**JOB:** Begin at the line that has "the scooter rider" and stop after the last line of the records. Reproduce every line in that span, requests included, but scale each x and y coordinate in the answers by 0.5 and round it to a whole number, with halves rounded up.

**Location identification entries:**
#####
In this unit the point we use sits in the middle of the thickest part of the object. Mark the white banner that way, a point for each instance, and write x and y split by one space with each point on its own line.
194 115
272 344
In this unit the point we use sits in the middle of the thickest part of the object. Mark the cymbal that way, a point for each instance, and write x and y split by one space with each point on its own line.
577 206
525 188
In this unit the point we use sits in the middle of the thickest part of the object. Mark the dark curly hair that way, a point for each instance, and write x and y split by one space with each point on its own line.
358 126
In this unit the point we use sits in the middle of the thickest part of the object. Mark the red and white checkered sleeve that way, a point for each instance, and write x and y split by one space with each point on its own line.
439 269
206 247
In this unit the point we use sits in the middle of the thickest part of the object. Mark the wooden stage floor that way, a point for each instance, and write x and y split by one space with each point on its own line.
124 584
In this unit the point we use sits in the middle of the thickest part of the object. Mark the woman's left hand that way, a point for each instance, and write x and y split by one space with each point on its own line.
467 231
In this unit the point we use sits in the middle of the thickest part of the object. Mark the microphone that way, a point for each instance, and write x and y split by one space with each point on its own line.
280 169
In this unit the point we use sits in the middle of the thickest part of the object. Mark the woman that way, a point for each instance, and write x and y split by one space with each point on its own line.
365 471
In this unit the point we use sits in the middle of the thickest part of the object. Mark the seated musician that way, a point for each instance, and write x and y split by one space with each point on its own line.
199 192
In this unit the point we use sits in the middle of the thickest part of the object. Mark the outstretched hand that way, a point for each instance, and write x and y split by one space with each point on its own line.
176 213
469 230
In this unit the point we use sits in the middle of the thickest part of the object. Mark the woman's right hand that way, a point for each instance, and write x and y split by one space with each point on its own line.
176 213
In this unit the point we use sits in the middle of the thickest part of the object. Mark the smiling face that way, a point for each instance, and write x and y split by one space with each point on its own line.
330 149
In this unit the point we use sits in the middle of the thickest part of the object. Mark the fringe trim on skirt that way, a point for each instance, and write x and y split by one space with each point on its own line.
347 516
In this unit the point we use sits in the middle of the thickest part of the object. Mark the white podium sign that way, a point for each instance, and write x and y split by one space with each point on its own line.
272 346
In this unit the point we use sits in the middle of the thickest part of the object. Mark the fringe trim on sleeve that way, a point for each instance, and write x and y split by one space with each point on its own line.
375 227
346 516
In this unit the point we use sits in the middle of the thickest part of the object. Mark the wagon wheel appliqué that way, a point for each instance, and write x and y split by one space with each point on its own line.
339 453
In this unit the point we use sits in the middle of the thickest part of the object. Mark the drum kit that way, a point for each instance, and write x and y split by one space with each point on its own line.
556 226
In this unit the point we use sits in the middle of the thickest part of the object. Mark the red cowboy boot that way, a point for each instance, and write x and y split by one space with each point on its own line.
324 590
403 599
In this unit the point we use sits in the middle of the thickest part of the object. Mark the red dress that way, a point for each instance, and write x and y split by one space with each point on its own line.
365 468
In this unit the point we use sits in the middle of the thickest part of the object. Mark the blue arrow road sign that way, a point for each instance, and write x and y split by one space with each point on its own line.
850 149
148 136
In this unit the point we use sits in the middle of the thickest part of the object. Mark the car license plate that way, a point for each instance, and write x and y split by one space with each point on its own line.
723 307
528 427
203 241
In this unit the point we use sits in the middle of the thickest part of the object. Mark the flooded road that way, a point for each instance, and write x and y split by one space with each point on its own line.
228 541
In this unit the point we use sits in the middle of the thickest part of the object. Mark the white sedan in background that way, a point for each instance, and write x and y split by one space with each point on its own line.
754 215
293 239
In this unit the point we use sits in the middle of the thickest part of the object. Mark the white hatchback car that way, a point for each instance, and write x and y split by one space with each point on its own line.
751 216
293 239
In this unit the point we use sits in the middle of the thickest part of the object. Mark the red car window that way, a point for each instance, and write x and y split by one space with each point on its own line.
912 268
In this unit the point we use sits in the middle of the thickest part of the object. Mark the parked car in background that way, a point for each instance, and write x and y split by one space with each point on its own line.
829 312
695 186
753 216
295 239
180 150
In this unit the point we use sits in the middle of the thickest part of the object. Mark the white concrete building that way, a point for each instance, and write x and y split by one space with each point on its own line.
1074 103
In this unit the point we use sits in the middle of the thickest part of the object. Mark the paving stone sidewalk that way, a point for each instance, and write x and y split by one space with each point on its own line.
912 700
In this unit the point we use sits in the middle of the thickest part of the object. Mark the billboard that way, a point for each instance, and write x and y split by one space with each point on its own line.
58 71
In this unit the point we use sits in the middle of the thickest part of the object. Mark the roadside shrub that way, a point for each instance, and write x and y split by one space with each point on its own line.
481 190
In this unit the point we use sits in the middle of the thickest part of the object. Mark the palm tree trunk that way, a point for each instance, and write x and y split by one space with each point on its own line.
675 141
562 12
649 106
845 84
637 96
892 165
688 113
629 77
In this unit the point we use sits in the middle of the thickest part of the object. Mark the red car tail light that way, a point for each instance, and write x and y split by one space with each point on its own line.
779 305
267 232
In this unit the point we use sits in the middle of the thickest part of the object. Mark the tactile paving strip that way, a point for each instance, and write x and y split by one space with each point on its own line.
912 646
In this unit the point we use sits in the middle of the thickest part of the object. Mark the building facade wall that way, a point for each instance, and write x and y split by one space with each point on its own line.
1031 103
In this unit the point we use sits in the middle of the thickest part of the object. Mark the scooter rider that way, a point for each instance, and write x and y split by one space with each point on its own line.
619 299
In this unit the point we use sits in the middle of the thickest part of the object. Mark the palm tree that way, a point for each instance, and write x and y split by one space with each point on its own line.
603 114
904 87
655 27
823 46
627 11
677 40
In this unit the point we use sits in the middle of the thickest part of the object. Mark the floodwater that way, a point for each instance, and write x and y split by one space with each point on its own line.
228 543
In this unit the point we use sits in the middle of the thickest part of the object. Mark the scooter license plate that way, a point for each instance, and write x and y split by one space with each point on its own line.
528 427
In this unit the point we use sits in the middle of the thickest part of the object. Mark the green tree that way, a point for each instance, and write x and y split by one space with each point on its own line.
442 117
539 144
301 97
#####
**SOLUTION TO THE EXERCISE:**
In this unit the point we use sits in the middle of the thickest part of the object. Mark the scooter rider that way, a point for each instance, and write x and y split by one space with each point on its own line.
310 150
In this unit the point we use sits in the middle of the thickest part of the object. Mark the palm tree that way, a point for each instance, and write x and y split by one space with each point on its own line.
302 57
452 44
328 14
412 23
314 6
339 20
In this unit the point we use sits in the middle of the thickest part of the object. Mark the floodwater that way, a point for each instance, and write x and y split by one space with each point on its own line.
114 272
In this unit the point we use sits in the middle of the thickest part of the object. Mark the scooter license plate that way, a point for each instance, and write x and y split by one space with each point on its own line.
264 214
In this unit the point we use sits in the middle of the thickest part of the object. Mark the green tree that way, a point for each instance, and write x and y split by one space with each point on its own line.
221 59
270 72
151 49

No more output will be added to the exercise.